**Short problem**.
Locate every line in the rows below that contains the string "tree", matching case exactly, and copy each of those lines in full.
━━━━━ Listed records
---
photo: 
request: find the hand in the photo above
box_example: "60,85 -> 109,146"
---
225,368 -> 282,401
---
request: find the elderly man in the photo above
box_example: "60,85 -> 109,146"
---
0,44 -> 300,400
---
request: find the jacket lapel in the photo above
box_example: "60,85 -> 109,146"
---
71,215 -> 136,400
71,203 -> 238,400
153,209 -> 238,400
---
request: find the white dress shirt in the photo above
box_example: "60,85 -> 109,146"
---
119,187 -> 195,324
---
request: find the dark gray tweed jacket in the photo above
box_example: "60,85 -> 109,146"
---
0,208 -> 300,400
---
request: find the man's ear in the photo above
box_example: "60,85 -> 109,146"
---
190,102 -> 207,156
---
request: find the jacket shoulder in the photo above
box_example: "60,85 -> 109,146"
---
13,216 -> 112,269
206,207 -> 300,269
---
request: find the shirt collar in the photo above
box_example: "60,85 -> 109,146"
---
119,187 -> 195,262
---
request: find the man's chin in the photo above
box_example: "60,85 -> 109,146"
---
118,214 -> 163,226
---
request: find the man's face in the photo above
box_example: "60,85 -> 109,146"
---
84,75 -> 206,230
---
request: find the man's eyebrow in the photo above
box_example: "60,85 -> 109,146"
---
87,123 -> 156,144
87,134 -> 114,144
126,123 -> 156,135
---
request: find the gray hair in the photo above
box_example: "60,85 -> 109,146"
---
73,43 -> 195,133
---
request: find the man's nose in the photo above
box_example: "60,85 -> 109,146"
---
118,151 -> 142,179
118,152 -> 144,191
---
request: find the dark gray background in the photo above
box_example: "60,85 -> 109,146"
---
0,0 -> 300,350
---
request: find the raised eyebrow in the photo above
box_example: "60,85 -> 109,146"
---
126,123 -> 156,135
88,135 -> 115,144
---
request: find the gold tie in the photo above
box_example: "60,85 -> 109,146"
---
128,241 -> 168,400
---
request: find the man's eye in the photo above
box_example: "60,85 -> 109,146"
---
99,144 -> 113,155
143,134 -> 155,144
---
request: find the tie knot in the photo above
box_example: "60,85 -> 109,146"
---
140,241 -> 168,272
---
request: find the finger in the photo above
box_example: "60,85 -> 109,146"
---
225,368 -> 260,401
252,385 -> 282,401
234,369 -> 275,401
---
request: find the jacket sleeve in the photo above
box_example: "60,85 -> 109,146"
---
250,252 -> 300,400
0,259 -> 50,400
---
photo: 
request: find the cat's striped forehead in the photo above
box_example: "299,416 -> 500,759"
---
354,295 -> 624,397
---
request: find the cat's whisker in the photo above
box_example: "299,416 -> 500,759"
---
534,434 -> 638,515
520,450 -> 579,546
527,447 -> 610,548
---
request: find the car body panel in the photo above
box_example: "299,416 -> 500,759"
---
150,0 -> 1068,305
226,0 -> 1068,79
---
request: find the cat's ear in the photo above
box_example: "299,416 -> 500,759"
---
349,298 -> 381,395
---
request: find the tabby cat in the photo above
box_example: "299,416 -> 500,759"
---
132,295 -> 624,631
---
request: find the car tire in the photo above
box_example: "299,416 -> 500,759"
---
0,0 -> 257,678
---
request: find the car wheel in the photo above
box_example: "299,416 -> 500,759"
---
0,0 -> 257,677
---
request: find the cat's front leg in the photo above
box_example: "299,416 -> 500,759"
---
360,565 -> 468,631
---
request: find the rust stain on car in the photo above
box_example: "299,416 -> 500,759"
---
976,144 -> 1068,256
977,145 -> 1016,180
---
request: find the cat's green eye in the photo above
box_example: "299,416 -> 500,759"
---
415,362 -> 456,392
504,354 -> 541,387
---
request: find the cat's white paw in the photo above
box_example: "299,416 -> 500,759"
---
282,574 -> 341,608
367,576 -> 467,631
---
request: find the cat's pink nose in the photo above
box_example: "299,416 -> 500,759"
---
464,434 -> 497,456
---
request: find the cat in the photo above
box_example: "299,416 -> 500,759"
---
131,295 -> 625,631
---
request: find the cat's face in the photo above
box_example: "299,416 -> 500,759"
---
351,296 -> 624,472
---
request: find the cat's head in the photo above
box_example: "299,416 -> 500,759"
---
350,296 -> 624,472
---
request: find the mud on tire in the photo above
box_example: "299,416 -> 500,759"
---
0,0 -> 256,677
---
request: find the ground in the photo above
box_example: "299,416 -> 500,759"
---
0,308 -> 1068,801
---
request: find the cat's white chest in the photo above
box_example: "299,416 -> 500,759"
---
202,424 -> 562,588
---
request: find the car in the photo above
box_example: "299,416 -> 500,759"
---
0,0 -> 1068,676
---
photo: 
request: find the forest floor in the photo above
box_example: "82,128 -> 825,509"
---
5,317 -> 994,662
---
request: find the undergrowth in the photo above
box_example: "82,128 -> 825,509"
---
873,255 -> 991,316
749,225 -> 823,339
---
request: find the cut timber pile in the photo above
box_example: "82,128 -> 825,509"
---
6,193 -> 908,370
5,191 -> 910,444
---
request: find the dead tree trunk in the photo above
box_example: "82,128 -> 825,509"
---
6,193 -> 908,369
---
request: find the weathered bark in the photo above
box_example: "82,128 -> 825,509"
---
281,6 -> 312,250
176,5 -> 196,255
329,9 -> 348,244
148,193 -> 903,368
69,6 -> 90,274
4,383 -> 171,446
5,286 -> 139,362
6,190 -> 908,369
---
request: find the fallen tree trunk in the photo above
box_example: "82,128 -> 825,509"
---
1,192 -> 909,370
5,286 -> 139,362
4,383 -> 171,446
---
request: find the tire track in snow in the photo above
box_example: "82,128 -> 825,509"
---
━━━━━━━━━━
**Result**.
request: find the dead tree trunk in the photo above
request: find the fallen tree trunk in the photo above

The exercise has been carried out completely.